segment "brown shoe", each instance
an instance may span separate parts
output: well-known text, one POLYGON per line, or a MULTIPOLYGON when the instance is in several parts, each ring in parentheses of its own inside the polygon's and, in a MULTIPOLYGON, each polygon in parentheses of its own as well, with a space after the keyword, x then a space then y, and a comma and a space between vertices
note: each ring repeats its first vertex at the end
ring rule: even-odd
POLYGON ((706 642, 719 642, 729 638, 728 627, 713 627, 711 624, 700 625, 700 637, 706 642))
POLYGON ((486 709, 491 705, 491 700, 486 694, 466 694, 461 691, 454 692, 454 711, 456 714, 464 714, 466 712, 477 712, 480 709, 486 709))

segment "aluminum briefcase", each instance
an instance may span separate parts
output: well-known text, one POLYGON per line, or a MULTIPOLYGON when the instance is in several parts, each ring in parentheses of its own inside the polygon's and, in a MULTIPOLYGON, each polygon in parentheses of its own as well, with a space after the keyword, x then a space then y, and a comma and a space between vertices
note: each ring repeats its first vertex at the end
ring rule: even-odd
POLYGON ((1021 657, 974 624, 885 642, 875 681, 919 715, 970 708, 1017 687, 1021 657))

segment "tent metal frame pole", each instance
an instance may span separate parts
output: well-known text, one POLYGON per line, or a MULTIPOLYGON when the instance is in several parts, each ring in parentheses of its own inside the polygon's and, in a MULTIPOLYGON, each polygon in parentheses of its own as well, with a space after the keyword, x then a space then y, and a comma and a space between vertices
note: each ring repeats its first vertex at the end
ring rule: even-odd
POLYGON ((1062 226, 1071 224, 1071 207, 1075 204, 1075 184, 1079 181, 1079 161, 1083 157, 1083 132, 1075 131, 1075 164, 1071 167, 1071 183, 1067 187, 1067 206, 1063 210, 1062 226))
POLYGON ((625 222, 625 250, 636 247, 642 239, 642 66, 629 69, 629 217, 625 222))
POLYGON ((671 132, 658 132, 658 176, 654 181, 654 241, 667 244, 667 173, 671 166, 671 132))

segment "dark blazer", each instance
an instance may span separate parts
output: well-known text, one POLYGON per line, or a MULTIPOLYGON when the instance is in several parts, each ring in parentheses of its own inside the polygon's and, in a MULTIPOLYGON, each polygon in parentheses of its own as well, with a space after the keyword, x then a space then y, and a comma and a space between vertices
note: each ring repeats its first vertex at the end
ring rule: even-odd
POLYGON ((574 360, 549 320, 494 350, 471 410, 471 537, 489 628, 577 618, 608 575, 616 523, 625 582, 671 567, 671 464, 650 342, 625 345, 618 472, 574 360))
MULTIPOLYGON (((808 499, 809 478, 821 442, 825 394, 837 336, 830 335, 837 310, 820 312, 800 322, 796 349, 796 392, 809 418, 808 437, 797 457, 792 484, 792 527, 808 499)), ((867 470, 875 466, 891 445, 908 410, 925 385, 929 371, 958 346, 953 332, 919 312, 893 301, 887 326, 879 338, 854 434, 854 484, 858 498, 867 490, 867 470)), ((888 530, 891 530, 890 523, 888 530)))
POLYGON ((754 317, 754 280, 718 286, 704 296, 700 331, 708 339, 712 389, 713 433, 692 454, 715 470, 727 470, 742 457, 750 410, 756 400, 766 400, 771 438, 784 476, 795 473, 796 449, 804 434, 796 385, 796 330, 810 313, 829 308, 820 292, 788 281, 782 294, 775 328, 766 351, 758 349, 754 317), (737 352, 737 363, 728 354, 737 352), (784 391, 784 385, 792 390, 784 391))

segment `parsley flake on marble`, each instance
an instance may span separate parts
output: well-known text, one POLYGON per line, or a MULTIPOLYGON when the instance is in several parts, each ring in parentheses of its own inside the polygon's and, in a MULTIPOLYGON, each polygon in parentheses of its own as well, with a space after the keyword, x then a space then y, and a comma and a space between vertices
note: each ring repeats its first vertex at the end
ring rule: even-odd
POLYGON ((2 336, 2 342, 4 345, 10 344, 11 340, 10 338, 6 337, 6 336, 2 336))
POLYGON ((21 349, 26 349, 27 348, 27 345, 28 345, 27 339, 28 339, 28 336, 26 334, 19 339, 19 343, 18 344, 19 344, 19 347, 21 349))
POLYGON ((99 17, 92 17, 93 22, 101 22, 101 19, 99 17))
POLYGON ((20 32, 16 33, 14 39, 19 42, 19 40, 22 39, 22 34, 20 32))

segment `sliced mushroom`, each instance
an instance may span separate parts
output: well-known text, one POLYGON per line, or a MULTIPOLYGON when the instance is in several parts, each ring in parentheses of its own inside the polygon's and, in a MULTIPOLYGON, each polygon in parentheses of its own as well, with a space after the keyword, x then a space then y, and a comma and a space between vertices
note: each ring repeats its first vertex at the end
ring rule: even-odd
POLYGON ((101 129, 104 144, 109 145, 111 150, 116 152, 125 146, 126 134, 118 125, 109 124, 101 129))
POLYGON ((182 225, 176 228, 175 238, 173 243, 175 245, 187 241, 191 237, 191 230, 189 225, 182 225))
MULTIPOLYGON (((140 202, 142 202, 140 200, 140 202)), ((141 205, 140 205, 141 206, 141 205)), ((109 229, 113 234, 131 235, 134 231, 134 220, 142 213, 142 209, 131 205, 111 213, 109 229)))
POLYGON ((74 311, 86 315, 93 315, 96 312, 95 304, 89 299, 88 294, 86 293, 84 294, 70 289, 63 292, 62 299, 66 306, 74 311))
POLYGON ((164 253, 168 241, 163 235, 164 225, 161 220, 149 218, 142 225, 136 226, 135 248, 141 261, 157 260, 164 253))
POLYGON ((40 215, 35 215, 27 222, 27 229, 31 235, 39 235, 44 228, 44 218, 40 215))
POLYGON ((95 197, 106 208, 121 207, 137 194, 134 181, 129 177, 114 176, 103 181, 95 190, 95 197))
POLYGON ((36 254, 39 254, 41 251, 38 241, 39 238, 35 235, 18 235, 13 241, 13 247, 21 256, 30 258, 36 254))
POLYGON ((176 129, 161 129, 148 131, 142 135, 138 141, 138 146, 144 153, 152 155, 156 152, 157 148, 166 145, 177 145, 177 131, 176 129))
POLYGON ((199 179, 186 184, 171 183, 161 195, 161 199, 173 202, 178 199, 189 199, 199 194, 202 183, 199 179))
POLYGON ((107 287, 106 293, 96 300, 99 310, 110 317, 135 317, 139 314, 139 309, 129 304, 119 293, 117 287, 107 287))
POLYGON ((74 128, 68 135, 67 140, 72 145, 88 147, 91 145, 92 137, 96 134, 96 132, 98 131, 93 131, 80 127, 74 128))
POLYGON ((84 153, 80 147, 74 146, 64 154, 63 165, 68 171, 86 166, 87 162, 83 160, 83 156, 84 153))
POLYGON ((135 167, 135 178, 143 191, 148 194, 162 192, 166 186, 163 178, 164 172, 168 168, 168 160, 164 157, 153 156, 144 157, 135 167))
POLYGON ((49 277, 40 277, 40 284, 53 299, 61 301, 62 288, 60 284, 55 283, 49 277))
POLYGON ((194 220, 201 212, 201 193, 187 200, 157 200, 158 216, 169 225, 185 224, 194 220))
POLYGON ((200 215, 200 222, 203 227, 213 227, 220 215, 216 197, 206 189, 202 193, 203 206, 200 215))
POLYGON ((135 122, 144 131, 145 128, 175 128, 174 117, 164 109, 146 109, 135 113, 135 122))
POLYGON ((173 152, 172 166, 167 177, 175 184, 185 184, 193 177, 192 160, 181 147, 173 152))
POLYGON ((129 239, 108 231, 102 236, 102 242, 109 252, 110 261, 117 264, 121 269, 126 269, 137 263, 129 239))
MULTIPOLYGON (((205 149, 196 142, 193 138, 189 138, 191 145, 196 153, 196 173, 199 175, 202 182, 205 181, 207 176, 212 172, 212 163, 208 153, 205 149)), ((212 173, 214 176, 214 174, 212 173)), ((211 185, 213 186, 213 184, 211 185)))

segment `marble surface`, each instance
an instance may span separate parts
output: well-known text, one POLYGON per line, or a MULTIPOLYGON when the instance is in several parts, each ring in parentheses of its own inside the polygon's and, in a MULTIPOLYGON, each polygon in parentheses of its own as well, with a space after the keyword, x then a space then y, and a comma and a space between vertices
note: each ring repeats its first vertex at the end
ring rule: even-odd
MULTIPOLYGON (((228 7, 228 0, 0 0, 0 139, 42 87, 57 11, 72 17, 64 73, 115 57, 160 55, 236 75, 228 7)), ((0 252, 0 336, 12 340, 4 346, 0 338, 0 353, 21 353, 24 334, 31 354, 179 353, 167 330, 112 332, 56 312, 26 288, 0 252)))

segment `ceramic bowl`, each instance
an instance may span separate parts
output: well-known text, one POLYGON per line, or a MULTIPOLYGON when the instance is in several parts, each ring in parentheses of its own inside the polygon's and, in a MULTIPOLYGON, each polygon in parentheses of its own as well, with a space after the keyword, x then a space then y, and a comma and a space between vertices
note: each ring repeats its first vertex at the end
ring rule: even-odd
-*-*-
[Task to complete] Copy every line of the material above in which the string "marble" can be found.

[Exercise output]
segment `parsley flake on marble`, each instance
segment `marble surface`, each instance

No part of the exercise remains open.